*REQUEST*: Find every line in the records below that contains the string "coordinates", and copy each of those lines. Case counts.

*PROVIDED RECORDS*:
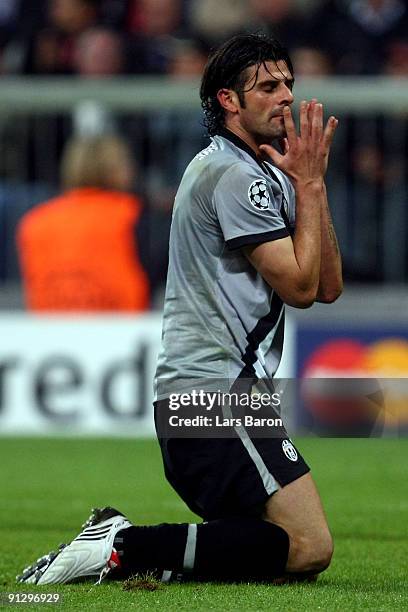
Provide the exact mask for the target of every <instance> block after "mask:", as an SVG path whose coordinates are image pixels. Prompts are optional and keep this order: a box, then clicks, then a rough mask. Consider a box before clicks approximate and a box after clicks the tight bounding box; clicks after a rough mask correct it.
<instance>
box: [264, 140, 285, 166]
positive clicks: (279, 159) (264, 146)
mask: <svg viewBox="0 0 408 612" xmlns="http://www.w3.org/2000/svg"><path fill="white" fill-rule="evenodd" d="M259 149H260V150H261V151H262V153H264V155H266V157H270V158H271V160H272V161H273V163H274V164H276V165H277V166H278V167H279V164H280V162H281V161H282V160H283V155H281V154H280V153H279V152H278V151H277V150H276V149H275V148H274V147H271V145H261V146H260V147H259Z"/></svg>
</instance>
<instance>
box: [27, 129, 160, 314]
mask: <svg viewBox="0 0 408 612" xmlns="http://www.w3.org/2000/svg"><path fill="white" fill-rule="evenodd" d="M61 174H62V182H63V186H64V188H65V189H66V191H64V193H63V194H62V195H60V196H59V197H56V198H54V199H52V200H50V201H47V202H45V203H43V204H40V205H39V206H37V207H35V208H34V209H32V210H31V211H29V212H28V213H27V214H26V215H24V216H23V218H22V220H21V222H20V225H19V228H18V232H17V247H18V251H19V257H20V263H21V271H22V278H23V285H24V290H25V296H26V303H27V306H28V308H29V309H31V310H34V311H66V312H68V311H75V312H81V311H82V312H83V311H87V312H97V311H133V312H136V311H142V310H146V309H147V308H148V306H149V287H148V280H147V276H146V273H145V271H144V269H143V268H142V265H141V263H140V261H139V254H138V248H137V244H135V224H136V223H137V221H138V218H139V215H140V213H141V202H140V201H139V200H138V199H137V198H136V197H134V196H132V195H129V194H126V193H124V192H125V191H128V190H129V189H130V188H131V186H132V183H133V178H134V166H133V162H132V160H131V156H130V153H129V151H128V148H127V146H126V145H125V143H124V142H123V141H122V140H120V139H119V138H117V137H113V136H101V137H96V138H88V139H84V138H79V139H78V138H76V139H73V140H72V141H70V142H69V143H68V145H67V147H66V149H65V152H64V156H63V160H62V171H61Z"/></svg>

---

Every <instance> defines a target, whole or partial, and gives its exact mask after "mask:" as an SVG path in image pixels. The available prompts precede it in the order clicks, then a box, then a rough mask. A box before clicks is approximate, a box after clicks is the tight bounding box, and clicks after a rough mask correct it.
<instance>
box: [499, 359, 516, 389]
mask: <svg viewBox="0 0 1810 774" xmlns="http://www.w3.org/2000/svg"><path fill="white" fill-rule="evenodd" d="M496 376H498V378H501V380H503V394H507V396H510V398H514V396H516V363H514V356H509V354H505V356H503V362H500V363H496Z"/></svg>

*RESPONSE TO THE TASK*:
Provide the exact mask for the target of every <instance> block after "mask:", as an SVG path whose coordinates are image pixels. Prompts are optional and keep this order: a box, then clicks, then a rough mask. Consider a box before clicks approximate and a box after clicks the tight bounding box; clicks after a rough mask correct it.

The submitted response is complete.